Convert the entry lines starting at the one containing "Where can you spot the sneaker" and ending at the one containing "pixel 170 103", both included, into a Markdown table with columns Row and Line. Number each row and leave out blank lines.

* _Data listing_:
===============
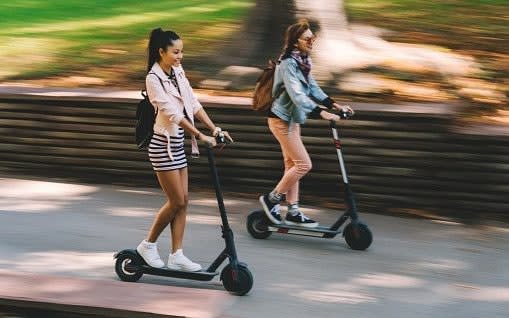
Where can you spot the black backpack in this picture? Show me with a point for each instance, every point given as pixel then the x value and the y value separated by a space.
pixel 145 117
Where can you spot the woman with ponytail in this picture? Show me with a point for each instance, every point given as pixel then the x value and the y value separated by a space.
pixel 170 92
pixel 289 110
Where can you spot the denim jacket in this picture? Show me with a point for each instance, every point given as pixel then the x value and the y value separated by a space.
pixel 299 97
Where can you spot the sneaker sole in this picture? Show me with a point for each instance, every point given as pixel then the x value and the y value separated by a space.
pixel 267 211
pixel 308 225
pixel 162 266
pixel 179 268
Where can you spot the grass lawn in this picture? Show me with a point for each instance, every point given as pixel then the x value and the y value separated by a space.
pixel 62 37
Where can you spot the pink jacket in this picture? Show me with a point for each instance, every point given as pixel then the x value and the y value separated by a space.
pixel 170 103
===============
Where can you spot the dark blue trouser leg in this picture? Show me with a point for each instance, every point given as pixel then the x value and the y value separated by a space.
===============
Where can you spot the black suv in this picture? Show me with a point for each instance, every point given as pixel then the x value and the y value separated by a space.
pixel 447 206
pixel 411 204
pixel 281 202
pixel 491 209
===============
* _Output_:
| Row | Line |
|---|---|
| 1 | Where can you spot the sneaker sole in this picture? Show me with a point for each instance, every point given as pixel then the x value and the y value separated by a space. |
| 2 | pixel 267 211 |
| 3 | pixel 308 225 |
| 4 | pixel 162 266 |
| 5 | pixel 179 268 |
| 6 | Where can you spot the grass lawn in this picture? Show me with a point for each instance, every point given as pixel then the x value and the y value separated by a space. |
| 7 | pixel 62 37 |
| 8 | Where can you spot the pink jacket in this picture? Show me with a point for each instance, every point given as pixel then the x value and the y value separated by a space. |
| 9 | pixel 170 103 |